*TASK TO COMPLETE*: Lines from the top of the entries through the line that has "of the cloud" must be duplicated exactly, and no others.

*Natural language region descriptions*:
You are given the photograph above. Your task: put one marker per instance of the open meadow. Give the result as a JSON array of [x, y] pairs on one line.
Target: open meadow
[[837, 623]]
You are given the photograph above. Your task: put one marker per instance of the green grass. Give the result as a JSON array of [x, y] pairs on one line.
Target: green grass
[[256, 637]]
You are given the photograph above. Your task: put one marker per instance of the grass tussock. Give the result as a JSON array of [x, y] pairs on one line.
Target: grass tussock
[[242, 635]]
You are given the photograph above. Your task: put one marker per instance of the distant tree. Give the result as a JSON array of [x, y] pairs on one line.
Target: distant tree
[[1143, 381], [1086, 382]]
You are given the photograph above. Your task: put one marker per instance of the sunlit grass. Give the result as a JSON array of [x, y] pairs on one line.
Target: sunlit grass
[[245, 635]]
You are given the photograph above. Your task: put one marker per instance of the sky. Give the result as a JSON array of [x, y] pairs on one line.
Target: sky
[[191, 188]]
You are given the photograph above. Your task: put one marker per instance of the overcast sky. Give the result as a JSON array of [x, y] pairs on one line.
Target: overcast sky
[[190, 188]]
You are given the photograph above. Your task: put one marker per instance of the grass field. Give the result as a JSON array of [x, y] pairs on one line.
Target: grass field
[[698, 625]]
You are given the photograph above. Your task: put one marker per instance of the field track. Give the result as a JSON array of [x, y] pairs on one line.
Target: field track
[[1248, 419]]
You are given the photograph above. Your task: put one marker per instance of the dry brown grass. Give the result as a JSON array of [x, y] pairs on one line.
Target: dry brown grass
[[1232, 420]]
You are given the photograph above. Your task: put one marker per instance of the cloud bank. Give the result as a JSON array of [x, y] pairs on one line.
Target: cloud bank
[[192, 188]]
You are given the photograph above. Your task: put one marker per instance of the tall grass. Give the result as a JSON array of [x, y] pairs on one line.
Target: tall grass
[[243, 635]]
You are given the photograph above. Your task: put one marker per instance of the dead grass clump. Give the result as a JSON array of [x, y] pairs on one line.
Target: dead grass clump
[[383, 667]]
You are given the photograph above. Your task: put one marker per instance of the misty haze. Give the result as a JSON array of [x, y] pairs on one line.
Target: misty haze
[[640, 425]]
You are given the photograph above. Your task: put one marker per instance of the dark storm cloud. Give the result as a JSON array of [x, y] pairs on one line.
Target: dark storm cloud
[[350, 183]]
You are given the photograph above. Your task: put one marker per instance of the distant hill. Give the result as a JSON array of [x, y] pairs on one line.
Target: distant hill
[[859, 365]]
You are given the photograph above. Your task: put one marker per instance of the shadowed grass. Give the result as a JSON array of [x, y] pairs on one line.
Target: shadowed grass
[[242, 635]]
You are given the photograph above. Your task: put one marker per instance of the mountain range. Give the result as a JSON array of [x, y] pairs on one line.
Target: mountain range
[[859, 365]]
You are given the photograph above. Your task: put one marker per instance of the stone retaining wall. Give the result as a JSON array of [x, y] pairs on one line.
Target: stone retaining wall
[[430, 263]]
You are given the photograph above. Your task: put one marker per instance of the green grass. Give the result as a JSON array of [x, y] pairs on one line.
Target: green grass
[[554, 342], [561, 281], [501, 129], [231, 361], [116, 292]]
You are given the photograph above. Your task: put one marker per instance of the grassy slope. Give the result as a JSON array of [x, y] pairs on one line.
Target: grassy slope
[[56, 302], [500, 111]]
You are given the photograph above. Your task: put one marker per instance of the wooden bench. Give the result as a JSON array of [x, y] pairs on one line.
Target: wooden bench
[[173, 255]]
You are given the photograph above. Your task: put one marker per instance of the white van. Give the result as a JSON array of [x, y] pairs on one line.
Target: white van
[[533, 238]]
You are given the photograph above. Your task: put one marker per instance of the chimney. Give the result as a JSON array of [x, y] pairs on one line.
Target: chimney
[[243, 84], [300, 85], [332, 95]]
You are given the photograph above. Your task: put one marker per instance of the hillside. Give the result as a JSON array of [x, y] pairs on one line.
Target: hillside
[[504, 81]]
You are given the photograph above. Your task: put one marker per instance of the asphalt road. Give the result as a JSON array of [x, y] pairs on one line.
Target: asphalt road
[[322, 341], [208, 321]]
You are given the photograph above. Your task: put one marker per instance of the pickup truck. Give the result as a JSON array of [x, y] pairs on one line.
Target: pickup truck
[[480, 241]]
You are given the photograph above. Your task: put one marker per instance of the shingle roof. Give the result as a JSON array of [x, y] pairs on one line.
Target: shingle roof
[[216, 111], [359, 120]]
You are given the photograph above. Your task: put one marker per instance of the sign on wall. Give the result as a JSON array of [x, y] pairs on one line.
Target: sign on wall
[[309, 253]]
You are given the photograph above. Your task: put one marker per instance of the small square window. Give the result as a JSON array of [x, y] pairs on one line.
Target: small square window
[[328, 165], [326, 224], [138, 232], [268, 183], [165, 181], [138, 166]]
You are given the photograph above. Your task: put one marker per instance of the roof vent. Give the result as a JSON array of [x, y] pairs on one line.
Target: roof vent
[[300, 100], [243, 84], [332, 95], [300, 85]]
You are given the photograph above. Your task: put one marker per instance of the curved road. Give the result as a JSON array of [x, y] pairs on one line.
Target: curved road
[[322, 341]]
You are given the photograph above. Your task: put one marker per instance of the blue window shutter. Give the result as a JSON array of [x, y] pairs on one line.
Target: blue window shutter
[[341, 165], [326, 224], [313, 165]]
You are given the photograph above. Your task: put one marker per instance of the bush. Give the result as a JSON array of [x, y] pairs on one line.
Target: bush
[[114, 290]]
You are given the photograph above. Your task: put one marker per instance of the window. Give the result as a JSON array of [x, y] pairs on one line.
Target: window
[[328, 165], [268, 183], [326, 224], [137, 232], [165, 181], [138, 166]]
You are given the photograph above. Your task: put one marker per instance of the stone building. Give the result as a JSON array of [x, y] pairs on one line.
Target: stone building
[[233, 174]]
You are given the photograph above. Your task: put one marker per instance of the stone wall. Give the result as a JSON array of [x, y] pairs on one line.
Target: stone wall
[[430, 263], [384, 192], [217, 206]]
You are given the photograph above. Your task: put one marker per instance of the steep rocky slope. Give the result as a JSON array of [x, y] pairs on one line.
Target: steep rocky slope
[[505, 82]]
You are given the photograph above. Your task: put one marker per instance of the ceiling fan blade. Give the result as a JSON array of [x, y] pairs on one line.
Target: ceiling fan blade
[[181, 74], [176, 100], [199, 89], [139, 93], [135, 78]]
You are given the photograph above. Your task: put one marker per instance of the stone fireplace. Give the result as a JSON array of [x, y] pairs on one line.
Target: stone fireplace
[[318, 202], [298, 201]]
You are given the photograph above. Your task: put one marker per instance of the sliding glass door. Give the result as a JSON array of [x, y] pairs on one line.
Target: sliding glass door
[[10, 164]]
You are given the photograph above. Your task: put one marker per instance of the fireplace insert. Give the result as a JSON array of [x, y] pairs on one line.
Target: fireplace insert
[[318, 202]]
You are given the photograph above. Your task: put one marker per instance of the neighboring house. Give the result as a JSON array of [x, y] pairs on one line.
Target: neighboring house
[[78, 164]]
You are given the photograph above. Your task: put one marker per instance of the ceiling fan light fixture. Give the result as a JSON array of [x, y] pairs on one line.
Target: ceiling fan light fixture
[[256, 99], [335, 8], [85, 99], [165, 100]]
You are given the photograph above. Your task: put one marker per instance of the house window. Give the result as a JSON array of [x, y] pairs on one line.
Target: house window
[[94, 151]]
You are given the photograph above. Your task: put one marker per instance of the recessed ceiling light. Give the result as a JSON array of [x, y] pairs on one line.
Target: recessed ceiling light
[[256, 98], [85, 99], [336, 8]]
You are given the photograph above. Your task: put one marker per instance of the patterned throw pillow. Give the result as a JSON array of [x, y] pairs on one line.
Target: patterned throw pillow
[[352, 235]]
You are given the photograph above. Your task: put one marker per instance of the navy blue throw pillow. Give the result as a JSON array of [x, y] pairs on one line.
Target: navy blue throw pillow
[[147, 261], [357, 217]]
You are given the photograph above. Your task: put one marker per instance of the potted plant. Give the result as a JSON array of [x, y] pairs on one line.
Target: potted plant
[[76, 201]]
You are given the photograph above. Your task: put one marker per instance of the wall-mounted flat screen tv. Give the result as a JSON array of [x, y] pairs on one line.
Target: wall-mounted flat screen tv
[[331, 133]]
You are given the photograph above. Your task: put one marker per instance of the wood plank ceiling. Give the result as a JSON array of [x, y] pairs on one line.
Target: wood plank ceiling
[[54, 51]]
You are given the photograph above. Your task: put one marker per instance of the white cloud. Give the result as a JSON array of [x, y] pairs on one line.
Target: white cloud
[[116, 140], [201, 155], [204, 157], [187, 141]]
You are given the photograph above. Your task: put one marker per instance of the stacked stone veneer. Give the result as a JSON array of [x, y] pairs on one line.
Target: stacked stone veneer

*OUTPUT OF THE EXERCISE*:
You are given the photograph above. Your task: put one marker per instance of the open meadow. Give the result as a JSON array of [x, y] pairs on one line.
Target: open meadow
[[837, 623]]
You are given the photograph above. Your task: put one marker per instance of the green grass. Give the result as a JSON array of [x, y] pairs on one line.
Target: green grass
[[256, 637]]
You are given the photograph above. Your task: put one marker per instance of the grass tussock. Give the result as a JSON array of [x, y] pairs on one line.
Target: grass tussock
[[242, 635]]
You are given the photograph above. Your task: put one marker per instance of the distant tree. Give the result as a JSON array of [x, y] pairs on one line.
Target: distant tree
[[1143, 381], [1086, 382]]
You are given the photograph above. Your task: put one marker per instance of the sunlit grass. Give the result as a JSON array of [x, y] pairs on one line.
Target: sunlit grass
[[245, 635]]
You are given the photograph above. Your task: put one marker per instance of the sky. Give the result as a JSON array of [x, y] pairs on one line.
Target: sky
[[191, 188]]
You are given the photograph above. Your task: put one marker per instance of the overcast sky. Give the result as a JSON array of [x, y] pairs on one line.
Target: overcast sky
[[190, 188]]
You are given the photograph above. Your task: put one marker per instance of the grass field. Give the result as a JSON array of [x, y] pairs on one line.
Target: grass field
[[698, 625]]
You are given the photograph above. Your task: put one marker per instance of the field track. Give the result as a JSON array of [x, y] pairs on one line.
Target: field track
[[1248, 419]]
You are given the photograph above. Your task: put one marker per instance of the dry brown grass. Give the result as a JSON array of [x, y] pairs on one line.
Target: dry brown grass
[[1232, 420]]
You are given the photograph above. Your task: put one marker per instance of the cloud bank. Give the result as a JSON array of [x, y] pairs on one line.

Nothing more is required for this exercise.